### Directive
Please return the full listing below without altering anything.

### Dataset excerpts
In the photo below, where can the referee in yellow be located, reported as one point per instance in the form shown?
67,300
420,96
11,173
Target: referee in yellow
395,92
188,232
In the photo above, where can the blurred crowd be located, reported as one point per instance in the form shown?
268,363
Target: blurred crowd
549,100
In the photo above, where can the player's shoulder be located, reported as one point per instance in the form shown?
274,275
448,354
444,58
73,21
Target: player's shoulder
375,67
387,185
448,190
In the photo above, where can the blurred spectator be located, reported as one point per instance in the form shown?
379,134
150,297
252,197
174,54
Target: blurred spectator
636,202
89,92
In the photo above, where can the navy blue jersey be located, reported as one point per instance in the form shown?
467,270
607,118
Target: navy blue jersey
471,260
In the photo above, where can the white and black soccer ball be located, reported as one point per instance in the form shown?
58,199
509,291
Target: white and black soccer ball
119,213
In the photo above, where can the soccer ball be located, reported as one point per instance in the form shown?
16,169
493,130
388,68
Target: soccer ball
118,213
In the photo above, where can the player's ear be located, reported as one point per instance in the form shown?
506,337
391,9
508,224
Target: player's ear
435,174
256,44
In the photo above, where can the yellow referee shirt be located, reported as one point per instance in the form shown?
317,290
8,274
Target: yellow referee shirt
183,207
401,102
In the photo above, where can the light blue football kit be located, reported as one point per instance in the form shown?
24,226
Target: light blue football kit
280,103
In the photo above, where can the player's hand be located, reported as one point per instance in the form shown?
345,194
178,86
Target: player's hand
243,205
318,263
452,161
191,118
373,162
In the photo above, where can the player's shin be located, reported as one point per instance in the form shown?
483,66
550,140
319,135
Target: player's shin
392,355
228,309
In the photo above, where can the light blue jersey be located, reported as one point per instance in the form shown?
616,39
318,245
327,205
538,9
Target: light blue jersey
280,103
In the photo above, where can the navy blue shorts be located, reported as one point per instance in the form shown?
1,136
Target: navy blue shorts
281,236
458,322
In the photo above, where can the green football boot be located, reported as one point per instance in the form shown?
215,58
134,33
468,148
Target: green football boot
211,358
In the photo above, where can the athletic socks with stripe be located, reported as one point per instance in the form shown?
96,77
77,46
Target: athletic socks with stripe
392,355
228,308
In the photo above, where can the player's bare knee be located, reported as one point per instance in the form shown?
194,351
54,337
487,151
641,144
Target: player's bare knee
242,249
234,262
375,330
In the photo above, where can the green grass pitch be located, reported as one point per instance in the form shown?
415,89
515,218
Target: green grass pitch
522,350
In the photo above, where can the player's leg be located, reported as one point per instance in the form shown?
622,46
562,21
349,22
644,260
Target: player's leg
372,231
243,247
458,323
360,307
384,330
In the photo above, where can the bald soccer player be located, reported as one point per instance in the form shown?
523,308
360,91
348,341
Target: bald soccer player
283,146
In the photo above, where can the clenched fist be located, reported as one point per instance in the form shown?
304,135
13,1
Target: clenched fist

### Answer
In the photo below, where can the referee in yellow be located, reported as one point per instance in the form shown?
67,300
420,96
11,173
Target: referee in yellow
395,92
188,232
In the photo above, where can the blurred crowd be located, reported as one point per instance in the form shown?
268,363
Target: blurred crowd
549,100
In the photo above, where can the player's shoulder be located, reported as one point per instance in the form shown?
274,275
448,354
444,58
73,21
Target: player's shoulder
375,67
387,185
448,190
In the photo above, where can the blurred spectator be located, reported as one point per instance in the form shown?
379,134
150,297
252,197
174,54
Target: blurred spectator
636,202
89,92
In the photo above, where can the navy blue jersey be located, reported as one point per instance in the form shown?
467,270
607,118
Target: navy blue jersey
471,260
In the photo above, where can the white and black soccer ball be located, reported as one point per instance in the form shown?
58,199
509,291
Target: white and black soccer ball
119,213
In the photo above, where can the soccer ball be located, reported as one point per instance in the form shown?
16,169
493,130
388,68
Target: soccer ball
118,213
In the photo above, where can the player's ear be located, reported as one point per instance in the form shown?
506,337
391,9
508,224
Target: player's ear
435,174
256,44
In the photo above, where can the yellow referee shirt be located, reported as one point per instance in the form shown?
317,290
8,274
Target: yellow referee shirt
183,207
401,102
In the photo above, where can the light blue football kit be located, reported as one point per instance in the form shown?
24,226
Target: light blue football kit
280,103
In the photo above, where can the player's hand be located, reported as one point per instance in the form shown?
345,194
178,86
Target: player's hand
243,205
318,263
452,161
191,118
373,162
In the photo above, where can the player's shin be located, reported as one point per instance in the form shown?
483,66
550,140
319,135
Target: player's shin
392,355
228,309
In the photo above, where can the light blue jersey be located, reported as one point per instance in the form shown?
616,39
318,245
327,205
538,9
Target: light blue jersey
280,103
In the photo above, where can the navy blue shorts be located, reported as one point per instance in the form shown?
1,136
Target: navy blue shorts
281,236
458,322
In the photo above, where can the green football boot be located, reported as one point per instance in the form shown?
215,58
134,33
468,148
Target: green football boot
211,358
In the photo above, where can the athletic socks with stripe be located, reported as one point per instance in the form shown?
96,77
77,46
Target: athletic socks with stripe
392,355
228,308
In the photo above, where can the player's bare knee be located, reported as one point per instance in the form shown?
194,351
54,337
487,151
641,144
Target: player's bare knee
242,249
234,262
375,330
In the photo above, where can the green grass pitch be located, reported as one point per instance in the form shown?
415,89
515,218
Target: green grass pitch
522,350
In the photo above, where can the player's leg be located, reported as one point per instance in the form shown?
622,46
562,21
349,22
644,260
Target: player's leg
372,231
243,247
458,323
360,307
384,330
In the photo above, where can the bald soccer player be located, reported as one point per instance in the form shown?
523,308
360,91
348,341
Target: bald soccer player
283,146
In the photo above, where can the clenched fist be located, reported as one point per instance in the form shown?
304,135
13,1
Target: clenched fist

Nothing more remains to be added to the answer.